Albany ethics watchdog needs teeth: Replace the current commission, which is unconstitutional
Jan 07, 2025
We want a strong ethics enforcer for the state government, so we hope that the state’s highest court throws out the weak body now in place, allowing for a more rigorous replacement, and one that comports with the state Constitution. The caption of today’s case before the Court of Appeals perfectly explains the situation: Cuomo vs. New York State Commission on Ethics and Lobbying in Government.
Cuomo is Andew Cuomo, the former governor, who the agency called COELIG has wrongly pursued to have him return the $5.1 million he earned from his ill-timed COVID memoir after the book was previously approved. We thought the book, published when Cuomo was in office in 2020, was a terrible mistake and said so at the time. But the book deal was approved by the Albany ethics cop then in place, the Joint Commission on Public Ethics or JCOPE, and its successor can’t go undo an approval.
In his fight with COELIG over them wrongly trying to reverse the memoir ruling, Cuomo’s lawyers have also argued that the very structure of COELIG violates the state Constitution, which it does. A trial judge ruled that COELIG is unconstitutional and a five-judge appellate panel unanimously agreed. Today’s court will make the final decision.

^^^^^^^^

▶ [What you need to do]
[A] Reproduce the part of the editorial on the Albany ethics watchdog starting with "Cuomo is Andew" and going on through "the final decision.".
[B] Answer these questions from the editorial on the Albany ethics watchdog:
(i) Which court is hearing today's case?
(ii) How much did Cuomo earn from his COVID memoir?
(iii) How many judges sat on the appellate panel that agreed COELIG is unconstitutional?

▶ [Data section]
^^^^^^^^

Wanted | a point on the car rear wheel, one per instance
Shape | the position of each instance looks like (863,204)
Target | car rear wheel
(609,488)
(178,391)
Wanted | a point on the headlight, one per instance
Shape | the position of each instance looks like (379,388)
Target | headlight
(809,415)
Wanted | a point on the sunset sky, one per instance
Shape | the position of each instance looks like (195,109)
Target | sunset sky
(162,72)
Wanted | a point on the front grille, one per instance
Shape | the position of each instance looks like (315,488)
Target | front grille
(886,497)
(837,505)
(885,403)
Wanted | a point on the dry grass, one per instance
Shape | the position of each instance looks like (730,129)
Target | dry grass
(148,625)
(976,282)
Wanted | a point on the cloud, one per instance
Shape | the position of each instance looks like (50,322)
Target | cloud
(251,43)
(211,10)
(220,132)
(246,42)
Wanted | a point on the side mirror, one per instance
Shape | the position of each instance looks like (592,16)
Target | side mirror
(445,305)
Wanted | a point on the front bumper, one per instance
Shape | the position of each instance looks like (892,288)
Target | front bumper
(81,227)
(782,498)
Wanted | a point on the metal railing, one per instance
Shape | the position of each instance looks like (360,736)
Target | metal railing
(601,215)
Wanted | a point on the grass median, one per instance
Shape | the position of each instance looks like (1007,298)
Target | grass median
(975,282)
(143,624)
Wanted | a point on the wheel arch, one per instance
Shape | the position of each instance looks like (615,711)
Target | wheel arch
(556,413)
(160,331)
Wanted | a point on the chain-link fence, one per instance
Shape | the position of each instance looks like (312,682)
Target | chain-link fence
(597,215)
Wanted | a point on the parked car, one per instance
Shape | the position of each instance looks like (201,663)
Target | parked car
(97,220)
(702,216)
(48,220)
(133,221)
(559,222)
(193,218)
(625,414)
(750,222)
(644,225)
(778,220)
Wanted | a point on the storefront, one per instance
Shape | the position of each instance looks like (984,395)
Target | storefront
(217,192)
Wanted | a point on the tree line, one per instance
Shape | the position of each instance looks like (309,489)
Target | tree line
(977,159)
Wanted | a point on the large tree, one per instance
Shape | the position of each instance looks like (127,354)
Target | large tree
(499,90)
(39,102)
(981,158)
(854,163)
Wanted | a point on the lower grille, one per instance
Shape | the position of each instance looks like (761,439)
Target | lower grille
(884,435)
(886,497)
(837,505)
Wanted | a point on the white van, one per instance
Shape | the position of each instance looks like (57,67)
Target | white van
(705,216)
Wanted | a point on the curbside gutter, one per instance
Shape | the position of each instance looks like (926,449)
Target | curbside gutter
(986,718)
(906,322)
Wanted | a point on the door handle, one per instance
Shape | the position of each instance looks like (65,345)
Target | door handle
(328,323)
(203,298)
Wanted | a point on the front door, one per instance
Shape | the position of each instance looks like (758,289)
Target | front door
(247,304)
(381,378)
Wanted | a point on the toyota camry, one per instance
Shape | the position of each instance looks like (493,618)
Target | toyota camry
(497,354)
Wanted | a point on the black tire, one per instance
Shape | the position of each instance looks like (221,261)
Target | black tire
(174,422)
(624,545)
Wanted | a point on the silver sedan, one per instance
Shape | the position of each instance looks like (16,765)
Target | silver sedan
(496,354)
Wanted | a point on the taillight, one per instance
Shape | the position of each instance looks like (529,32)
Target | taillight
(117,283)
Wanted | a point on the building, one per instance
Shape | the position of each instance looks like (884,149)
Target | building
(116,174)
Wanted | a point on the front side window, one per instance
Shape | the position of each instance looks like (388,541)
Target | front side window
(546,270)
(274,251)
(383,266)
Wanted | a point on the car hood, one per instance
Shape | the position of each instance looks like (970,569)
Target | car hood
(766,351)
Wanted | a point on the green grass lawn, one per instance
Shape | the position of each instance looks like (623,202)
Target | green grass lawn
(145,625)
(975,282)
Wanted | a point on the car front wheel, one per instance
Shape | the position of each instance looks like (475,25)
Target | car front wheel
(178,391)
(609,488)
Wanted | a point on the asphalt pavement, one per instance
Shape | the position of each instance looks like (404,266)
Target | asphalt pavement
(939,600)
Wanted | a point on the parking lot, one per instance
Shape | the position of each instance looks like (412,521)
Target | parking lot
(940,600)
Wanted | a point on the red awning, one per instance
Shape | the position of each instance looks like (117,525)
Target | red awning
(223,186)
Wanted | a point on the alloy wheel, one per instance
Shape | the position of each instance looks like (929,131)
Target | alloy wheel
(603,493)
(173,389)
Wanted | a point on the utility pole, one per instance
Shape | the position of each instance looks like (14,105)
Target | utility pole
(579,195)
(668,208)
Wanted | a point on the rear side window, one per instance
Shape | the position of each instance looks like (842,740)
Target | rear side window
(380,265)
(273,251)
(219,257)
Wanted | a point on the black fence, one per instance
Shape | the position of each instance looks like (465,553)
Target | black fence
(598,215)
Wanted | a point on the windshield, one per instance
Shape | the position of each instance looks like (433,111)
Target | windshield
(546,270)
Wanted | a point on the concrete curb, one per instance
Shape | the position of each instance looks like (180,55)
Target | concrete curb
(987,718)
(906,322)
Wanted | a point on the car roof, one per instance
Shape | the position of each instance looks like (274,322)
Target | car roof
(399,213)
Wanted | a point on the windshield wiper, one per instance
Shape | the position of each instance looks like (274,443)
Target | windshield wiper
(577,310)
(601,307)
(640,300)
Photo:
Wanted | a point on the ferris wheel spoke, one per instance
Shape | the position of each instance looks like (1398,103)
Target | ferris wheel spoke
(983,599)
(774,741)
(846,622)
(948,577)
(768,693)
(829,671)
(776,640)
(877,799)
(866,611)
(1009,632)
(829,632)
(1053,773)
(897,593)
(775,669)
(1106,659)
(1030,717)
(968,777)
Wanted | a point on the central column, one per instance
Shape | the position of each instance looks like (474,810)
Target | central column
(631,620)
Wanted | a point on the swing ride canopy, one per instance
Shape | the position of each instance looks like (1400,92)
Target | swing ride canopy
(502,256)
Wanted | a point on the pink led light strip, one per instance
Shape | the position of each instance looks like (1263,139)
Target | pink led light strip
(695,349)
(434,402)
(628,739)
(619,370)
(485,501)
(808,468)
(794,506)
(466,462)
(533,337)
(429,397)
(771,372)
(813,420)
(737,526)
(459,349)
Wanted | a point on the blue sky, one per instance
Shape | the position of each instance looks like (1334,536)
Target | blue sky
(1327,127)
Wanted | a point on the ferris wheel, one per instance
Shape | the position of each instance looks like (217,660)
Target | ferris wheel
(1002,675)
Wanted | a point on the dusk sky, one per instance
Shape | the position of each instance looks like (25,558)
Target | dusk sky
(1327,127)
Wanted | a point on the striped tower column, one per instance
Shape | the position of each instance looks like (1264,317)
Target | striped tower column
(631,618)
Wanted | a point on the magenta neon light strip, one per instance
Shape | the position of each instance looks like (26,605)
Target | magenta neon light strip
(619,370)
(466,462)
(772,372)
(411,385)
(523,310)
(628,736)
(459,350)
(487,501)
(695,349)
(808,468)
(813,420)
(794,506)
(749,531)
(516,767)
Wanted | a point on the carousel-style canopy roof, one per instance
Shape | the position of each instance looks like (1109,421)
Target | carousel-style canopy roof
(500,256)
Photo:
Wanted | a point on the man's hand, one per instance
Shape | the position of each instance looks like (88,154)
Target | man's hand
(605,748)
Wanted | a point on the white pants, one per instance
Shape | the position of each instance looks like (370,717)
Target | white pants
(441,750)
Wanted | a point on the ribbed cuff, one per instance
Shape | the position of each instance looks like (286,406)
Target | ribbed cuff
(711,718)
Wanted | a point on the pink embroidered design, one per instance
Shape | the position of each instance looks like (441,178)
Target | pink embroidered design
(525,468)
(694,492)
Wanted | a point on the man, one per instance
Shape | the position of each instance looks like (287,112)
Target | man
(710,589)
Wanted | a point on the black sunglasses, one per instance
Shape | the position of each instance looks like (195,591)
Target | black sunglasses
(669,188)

^^^^^^^^

▶ [Outputs by task]
[A]
Cuomo is Andew Cuomo, the former governor, who the agency called COELIG has wrongly pursued to have him return the $5.1 million he earned from his ill-timed COVID memoir after the book was previously approved. We thought the book, published when Cuomo was in office in 2020, was a terrible mistake and said so at the time. But the book deal was approved by the Albany ethics cop then in place, the Joint Commission on Public Ethics or JCOPE, and its successor can’t go undo an approval.
In his fight with COELIG over them wrongly trying to reverse the memoir ruling, Cuomo’s lawyers have also argued that the very structure of COELIG violates the state Constitution, which it does. A trial judge ruled that COELIG is unconstitutional and a five-judge appellate panel unanimously agreed. Today’s court will make the final decision.

[B]
(i) The Court of Appeals.
(ii) $5.1 million.
(iii) Five.